Direction >> Write the records below out in full, character for character, with no pictures.

______

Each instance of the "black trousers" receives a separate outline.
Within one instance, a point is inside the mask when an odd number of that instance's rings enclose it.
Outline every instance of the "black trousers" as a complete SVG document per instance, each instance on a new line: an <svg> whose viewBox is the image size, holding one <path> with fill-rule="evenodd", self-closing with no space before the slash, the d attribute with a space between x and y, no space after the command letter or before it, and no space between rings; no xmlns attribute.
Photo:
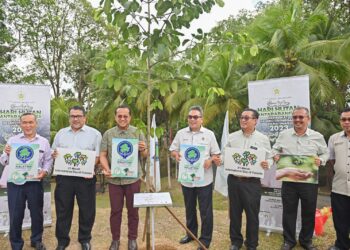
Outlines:
<svg viewBox="0 0 350 250"><path fill-rule="evenodd" d="M261 183L258 178L240 178L229 175L227 178L230 201L230 238L231 244L242 247L243 236L242 213L246 214L247 248L255 249L259 241L259 211L261 199Z"/></svg>
<svg viewBox="0 0 350 250"><path fill-rule="evenodd" d="M337 233L335 246L341 250L350 249L350 197L331 193L334 228Z"/></svg>
<svg viewBox="0 0 350 250"><path fill-rule="evenodd" d="M185 187L182 186L186 207L186 226L197 236L197 199L201 216L201 236L199 240L209 247L213 234L213 184L205 187Z"/></svg>
<svg viewBox="0 0 350 250"><path fill-rule="evenodd" d="M23 248L22 224L26 202L30 211L31 243L35 244L42 241L44 232L43 207L44 207L44 188L40 181L28 181L23 185L7 183L7 199L10 215L10 242L13 250ZM1 248L1 246L0 246Z"/></svg>
<svg viewBox="0 0 350 250"><path fill-rule="evenodd" d="M56 177L55 204L58 245L69 245L69 231L72 225L75 197L79 206L78 241L80 243L90 242L96 215L95 184L95 176L92 179L73 176Z"/></svg>
<svg viewBox="0 0 350 250"><path fill-rule="evenodd" d="M283 238L284 242L289 245L295 246L297 244L295 233L299 199L301 201L301 231L299 242L303 245L312 243L315 228L317 192L318 185L315 184L297 182L282 183Z"/></svg>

______

Final answer >>
Each instance of the "black trousers" receives a separate outline.
Within one instance, a point is inside the mask when an odd number of that instance's rings enclose it.
Outline every instance of the "black trousers" as a complete SVG document per instance, each instance on a new line: an <svg> whose viewBox is the image size, holding one <path> with fill-rule="evenodd", self-closing with no space before the slash, the d attribute with a space between x and y, no space after the command letter or before it, and no space between rings; no xmlns attribute.
Photo:
Outlines:
<svg viewBox="0 0 350 250"><path fill-rule="evenodd" d="M261 183L258 178L240 178L229 175L227 178L230 201L230 238L231 244L242 247L243 236L242 213L246 214L247 248L255 249L259 241L259 211L261 199Z"/></svg>
<svg viewBox="0 0 350 250"><path fill-rule="evenodd" d="M337 233L335 246L341 250L350 249L350 197L331 193L334 228Z"/></svg>
<svg viewBox="0 0 350 250"><path fill-rule="evenodd" d="M185 187L182 186L186 207L186 226L197 236L197 199L201 216L201 236L199 240L209 247L213 234L213 184L205 187Z"/></svg>
<svg viewBox="0 0 350 250"><path fill-rule="evenodd" d="M23 248L22 224L26 202L30 211L31 243L35 244L42 241L44 232L43 207L44 207L44 188L40 181L28 181L23 185L7 183L7 199L10 215L10 242L13 250ZM1 248L1 246L0 246Z"/></svg>
<svg viewBox="0 0 350 250"><path fill-rule="evenodd" d="M56 177L55 204L58 245L69 245L69 231L72 225L75 197L79 206L78 241L80 243L90 242L96 215L95 184L95 176L92 179L73 176Z"/></svg>
<svg viewBox="0 0 350 250"><path fill-rule="evenodd" d="M283 238L284 242L289 245L295 246L297 244L295 233L299 199L301 201L301 231L299 242L303 245L312 243L315 228L317 192L318 185L315 184L297 182L282 183Z"/></svg>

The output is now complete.